WHAT TO PRODUCE: Print each entry as it appears. Images stay out of the copy.

--- START ---

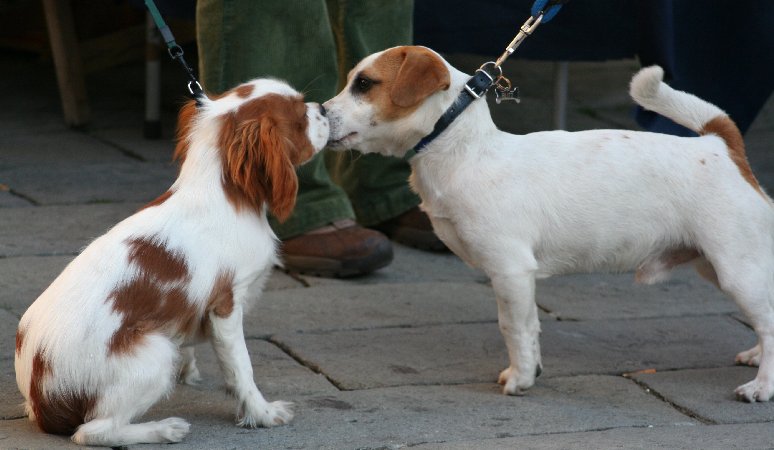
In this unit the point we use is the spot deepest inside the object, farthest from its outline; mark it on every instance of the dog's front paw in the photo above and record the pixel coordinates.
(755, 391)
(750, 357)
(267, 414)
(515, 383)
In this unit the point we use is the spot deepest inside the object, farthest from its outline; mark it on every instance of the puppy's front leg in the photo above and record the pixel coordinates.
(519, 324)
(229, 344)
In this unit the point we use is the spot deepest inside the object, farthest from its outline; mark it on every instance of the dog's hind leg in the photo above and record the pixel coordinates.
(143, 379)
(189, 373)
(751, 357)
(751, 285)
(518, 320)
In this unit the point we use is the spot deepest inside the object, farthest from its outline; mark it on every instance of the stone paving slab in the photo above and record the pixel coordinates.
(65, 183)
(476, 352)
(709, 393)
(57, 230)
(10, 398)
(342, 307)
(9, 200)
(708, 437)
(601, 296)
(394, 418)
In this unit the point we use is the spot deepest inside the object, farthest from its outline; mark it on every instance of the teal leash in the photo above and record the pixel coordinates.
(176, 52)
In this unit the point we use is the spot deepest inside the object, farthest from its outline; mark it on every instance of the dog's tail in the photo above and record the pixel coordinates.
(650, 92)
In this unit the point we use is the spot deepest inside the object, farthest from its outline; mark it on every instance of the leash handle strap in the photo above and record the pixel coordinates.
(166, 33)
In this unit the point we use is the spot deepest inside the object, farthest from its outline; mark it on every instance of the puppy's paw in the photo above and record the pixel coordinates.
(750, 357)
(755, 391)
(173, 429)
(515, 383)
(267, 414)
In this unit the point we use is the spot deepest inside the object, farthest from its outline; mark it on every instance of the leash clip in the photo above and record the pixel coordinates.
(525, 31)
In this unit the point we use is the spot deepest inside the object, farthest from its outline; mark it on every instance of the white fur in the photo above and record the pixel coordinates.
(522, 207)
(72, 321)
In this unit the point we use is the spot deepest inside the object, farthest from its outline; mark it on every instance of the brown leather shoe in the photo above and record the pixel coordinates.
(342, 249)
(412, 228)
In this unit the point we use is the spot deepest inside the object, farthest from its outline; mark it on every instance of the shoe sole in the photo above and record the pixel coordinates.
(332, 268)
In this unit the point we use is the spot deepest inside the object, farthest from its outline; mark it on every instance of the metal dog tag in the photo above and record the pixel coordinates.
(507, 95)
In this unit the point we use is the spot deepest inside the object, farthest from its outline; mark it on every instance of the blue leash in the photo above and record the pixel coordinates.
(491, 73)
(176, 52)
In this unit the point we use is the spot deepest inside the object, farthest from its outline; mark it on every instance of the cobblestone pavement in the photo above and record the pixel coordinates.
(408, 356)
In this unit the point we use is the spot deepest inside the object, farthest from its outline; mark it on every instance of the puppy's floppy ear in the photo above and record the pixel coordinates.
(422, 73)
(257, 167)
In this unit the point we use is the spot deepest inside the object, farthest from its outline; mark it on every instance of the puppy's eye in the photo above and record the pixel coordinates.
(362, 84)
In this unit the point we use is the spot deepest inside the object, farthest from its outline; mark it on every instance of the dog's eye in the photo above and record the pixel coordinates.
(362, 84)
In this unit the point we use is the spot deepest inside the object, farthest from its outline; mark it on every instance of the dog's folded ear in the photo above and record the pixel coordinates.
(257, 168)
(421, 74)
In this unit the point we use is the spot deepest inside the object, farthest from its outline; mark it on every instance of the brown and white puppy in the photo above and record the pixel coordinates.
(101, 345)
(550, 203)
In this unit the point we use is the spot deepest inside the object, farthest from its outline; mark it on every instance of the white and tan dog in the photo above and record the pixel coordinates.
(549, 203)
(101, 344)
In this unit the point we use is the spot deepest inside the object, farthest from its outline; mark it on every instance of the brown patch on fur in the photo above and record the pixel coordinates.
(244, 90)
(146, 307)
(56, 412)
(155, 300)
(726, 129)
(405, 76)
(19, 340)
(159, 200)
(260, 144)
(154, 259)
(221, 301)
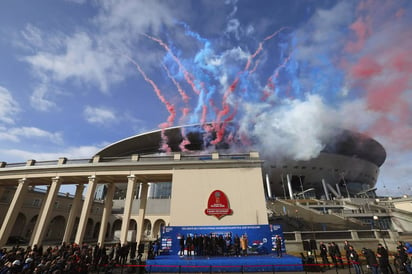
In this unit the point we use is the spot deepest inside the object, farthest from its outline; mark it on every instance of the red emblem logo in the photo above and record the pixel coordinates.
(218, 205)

--- END ---

RESPONSE TO THIS TASK:
In this unit the point we use is the spot deepest inside the object, farthest from its outline; mark it on every instance of the dog's front paw in the photo above and record the pixel coordinates.
(755, 391)
(750, 357)
(267, 414)
(515, 383)
In this unit the point we use is the spot deepest inside the object, farthest from its outline; mark it on every instance of the puppy's front leg in the photo above and record the pixel coordinates.
(519, 324)
(229, 344)
In this unit the point we use is the spot deepest inside the object, farthest from its outline; mark it on every instance of the dog's hind leg in the photo above and record the pixel coordinates.
(143, 379)
(189, 373)
(751, 357)
(751, 285)
(518, 320)
In this unit the point we use is the spot deepest inside the object, farthest from its outline; mark it on every instance of the stone paving slab in the photo above and record the pixel coordinates.
(65, 183)
(476, 352)
(709, 393)
(57, 230)
(10, 398)
(342, 307)
(9, 200)
(708, 437)
(601, 296)
(394, 418)
In this unit the point we use is the spot deepest inside the object, farthest from its outline; mark it on every instance of the teal leash in the photo above and record the pixel coordinates.
(176, 52)
In this unit the point we use is the spot deepest inside the object, farthest from its outline; mark it on every instance of the dog's tail in the photo above and record the pixel coordinates.
(650, 92)
In this unit the point we use is the spot deepest inside the object, farthest from its outline; mark it on every instance of the leash handle strap in the photo above and record the pixel coordinates.
(166, 33)
In this unit the point we use is the spot deepest inside the object, farthest from its outline; mark it on every instance of the puppy's paw in the photo above and record the pixel coordinates.
(750, 357)
(755, 391)
(173, 429)
(515, 383)
(267, 414)
In this unit the point we use is the spot deepest inside the object, farthest from its outline; mark it on every instance of the leash clip in the photo above and record the pixel coordinates.
(525, 31)
In this unit the point we use is the spot deepest inside the object, farthest from its outline; mark it on every instance of the white fur in the photo above and record the pixel coordinates.
(522, 207)
(72, 321)
In this unit the point we use is the spot deepest inside the object, farthest from its outline; mark it on every instance of the brown leather shoe in the photo above and record the pixel coordinates.
(342, 249)
(412, 228)
In this unit the point we use is the spot deepest inside the object, farthest from its outline; mark it on every instance of the shoe sole in the photo above and record the pixel coordinates.
(332, 268)
In this unit the point we use is the spot deepest inside the object, farthest from its outline; mark it on every instance of the metal dog tag in the photo above and record the pixel coordinates.
(507, 95)
In this unit the point we use is the spot deepest inside the object, farthest from its outline; mark it on every instance of the blue leash in the photo above and record the pixel coordinates.
(491, 73)
(176, 52)
In this unit the point we use is the spot deepest inside the object, farthest from its outline; mark it on every instance of the cobblestone pavement in the photo above and record the pixel coordinates.
(408, 356)
In this unit the point we use is the spot deepest inside the object, farthest from its outline; mark it on every instance of the puppy's floppy ear in the photo above and record the pixel coordinates.
(422, 73)
(257, 167)
In this unit the point we use is the spot deepest inside the object, farthest from its outline; mark it on every instance of the puppy's eye in the photo above and record the pixel coordinates.
(362, 84)
In this unit the point we use is the spot deepest inside the object, farthest from its outline; mark it on every instance of the dog's eye in the photo above and record the pixel coordinates.
(362, 84)
In this unit the point we use is the spot deepest inside the object, farthest from its outline; mark it on every instance of the dog's folded ear in the photo above and record the pixel coordinates.
(257, 168)
(421, 74)
In this unit the point we use is the spot deepest inside the object, farthest from its outline; mark it on every instance of the brown and white puppy in the photo above and record the pixel coordinates.
(101, 345)
(550, 203)
In this unit the point we use is the spot deepest inside the object, farthest from its outline; mark it on every instance of the white and tan dog in the photo above and record the pixel coordinates.
(549, 203)
(101, 344)
In this unit the point we use is the spot deepest inside the object, farthest from its outline; mark it on every instance of the brown patch on fur in the photo above and record the pixel coordinates.
(244, 90)
(146, 307)
(56, 412)
(155, 300)
(726, 129)
(405, 76)
(19, 340)
(159, 200)
(260, 144)
(154, 259)
(221, 301)
In this unit the point we use is the spot deepest inside the object, farthest from its outline; mark it on every instance of the red emblem logo in the photo above and record the pixel coordinates.
(218, 205)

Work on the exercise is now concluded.